#### [Instructions for the task]
Without changing anything, reproduce every record below.

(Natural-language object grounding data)
· · · · · · ·

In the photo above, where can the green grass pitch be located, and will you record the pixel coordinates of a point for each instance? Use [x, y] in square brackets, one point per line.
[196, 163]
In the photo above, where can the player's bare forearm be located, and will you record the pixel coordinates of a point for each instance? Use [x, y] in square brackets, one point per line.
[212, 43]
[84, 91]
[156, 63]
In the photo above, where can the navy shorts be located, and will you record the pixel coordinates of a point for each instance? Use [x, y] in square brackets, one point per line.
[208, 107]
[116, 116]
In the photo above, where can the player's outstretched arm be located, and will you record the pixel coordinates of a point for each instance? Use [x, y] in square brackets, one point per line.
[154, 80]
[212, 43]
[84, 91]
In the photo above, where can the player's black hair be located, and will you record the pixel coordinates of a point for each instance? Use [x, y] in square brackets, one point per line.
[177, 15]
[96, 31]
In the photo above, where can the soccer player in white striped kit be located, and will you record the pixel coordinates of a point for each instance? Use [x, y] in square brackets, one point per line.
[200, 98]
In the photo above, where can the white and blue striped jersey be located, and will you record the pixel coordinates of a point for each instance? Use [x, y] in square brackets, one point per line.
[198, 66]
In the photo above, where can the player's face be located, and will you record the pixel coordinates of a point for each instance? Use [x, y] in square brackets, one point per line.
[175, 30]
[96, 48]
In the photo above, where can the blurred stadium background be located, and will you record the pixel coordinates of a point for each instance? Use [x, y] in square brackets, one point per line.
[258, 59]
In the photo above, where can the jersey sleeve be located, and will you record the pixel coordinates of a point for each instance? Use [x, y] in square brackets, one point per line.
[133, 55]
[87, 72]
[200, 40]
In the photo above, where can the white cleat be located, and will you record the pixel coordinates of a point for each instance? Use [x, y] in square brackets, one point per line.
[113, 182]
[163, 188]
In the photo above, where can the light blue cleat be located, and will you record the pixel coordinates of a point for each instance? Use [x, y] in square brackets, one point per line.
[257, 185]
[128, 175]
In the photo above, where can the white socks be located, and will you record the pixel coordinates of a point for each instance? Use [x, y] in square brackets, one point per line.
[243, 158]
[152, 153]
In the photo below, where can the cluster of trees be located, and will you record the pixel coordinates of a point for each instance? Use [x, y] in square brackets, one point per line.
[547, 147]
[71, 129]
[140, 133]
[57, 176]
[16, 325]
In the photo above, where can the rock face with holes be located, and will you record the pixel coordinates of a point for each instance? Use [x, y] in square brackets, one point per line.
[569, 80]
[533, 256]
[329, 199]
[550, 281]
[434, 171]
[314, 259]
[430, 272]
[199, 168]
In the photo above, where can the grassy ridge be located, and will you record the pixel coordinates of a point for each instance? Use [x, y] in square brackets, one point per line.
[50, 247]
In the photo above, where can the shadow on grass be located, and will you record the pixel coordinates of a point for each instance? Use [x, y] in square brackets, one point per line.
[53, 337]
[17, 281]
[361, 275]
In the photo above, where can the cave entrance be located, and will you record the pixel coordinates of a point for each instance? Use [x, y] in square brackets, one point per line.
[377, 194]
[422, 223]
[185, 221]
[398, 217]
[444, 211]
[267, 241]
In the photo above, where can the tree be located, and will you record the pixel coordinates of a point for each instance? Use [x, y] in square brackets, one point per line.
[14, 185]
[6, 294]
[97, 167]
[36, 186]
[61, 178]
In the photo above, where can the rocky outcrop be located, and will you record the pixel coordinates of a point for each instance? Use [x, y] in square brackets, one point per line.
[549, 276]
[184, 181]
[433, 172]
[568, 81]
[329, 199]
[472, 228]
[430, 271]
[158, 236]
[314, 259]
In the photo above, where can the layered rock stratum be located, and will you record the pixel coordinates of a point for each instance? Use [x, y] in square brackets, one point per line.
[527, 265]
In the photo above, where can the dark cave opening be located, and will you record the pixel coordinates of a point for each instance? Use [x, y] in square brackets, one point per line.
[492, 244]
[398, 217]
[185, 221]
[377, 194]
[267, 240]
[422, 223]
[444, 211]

· · · · · · ·

#### [Answer to this task]
In the photo above, where can the green grass pitch be located, and will you record the pixel coordinates of a point for each instance? Use [x, y] in square brackets, one point per line.
[196, 163]
In the photo above, where can the player's bare forearm be located, and will you record the pixel coordinates of a point for each instance? Use [x, y] in square brackets, one point per line.
[212, 43]
[84, 91]
[156, 63]
In the photo above, where can the navy shorts be located, and will you record the pixel coordinates of a point for each instance? Use [x, y] in square brackets, one point per line.
[208, 107]
[116, 116]
In the photo above, where can the player's outstretched arm be located, and will you record the pixel coordinates of a point for each instance? Use [x, y] in square brackets, one point per line.
[154, 80]
[212, 43]
[84, 91]
In the photo above, where can the player's black hair be located, and will you record the pixel coordinates of a point for each instance? Use [x, y] in square brackets, one point per line.
[177, 15]
[96, 31]
In the photo above, where can the soccer player in white striped kit be located, and will you record the pixel coordinates of a point for each instance? Use [x, y] in square brackets, one point per line.
[200, 98]
In the photo above, where can the white and blue striped jersey be located, and will you record the pixel coordinates of a point for each instance? Use [x, y] in square brackets, one point per line.
[198, 66]
In the photo above, where can the player's face be located, and will you record the pixel coordinates of a point for each instance? Use [x, y] in square brackets, one point per line.
[175, 30]
[96, 48]
In the photo above, where can the blurred stadium background be located, and will you record the pixel coordinates of a point for each instance? Use [x, y] in square brackets, one point per line.
[258, 59]
In the photo above, where can the jersey sleeve be located, and will you record the pixel coordinates of a point for each instance? Use [x, y] in square brackets, one point per line.
[133, 55]
[87, 72]
[200, 40]
In the photo above, where can the white cleat be located, and will you record the pixel coordinates of a point for each instance? Use [x, y] in square brackets, one point per line.
[113, 182]
[163, 188]
In the photo above, where can the light blue cleat be located, and will you record the pixel coordinates of a point for each instance? Use [x, y] in square brackets, one point per line.
[257, 185]
[128, 175]
In the photo above, where can the white socks be located, and will you record the pixel coordinates of a point for each instance? Use [x, y] in square brackets, one point per line.
[243, 158]
[152, 153]
In the photo below, where can the cluster of trees be located, and will you record the pixel coordinates of a point for each instance? Use [x, y] in square brackets, one point per line.
[547, 147]
[71, 129]
[140, 133]
[57, 176]
[16, 325]
In the photo above, where can the rock face with holes be located, and will you record the pixel coordinates of a point for each instance? Use [x, y] in square brackets, one point per line.
[569, 80]
[533, 256]
[329, 199]
[550, 281]
[434, 171]
[314, 259]
[430, 272]
[199, 168]
In the photo above, where can the grassy ridge be located, and will you record the pixel coordinates of a point for each instance? Use [x, y] in square brackets, one point per line.
[50, 247]
In the photo above, where can the shadow on grass be located, and will you record the pixel coordinates of a point for each instance? Use [x, y] in square brackets, one point per line.
[53, 337]
[17, 281]
[361, 275]
In the photo above, where can the cave entrance be located, and will you record the pixel coordinates of a point for each instance? Use [x, y] in square brackets, one point per line.
[377, 194]
[422, 223]
[185, 221]
[398, 217]
[444, 211]
[267, 241]
In the photo above, where can the tree be located, and will you record the pixel coordinates of a point for each instance? Use [x, y] in square brackets, one point per line.
[14, 185]
[6, 294]
[97, 167]
[36, 186]
[61, 178]
In the photo above, where can the rocky outcrop be located, and will you record the pixel coordinates of a point for each instance? Use [x, y] in square brackets, one point per line.
[549, 276]
[184, 181]
[433, 172]
[568, 81]
[329, 199]
[472, 228]
[430, 271]
[158, 236]
[314, 259]
In the photo above, where can the layered rock stratum be located, and will you record the pixel coordinates of a point for each instance? Use [x, y] in square brackets, one point per line.
[527, 265]
In the photo above, where can the dark cave opening be located, and will you record the pixel coordinates of a point for each instance? Use [x, y] in square brackets, one point per line.
[492, 244]
[398, 217]
[185, 221]
[377, 194]
[267, 240]
[422, 223]
[444, 211]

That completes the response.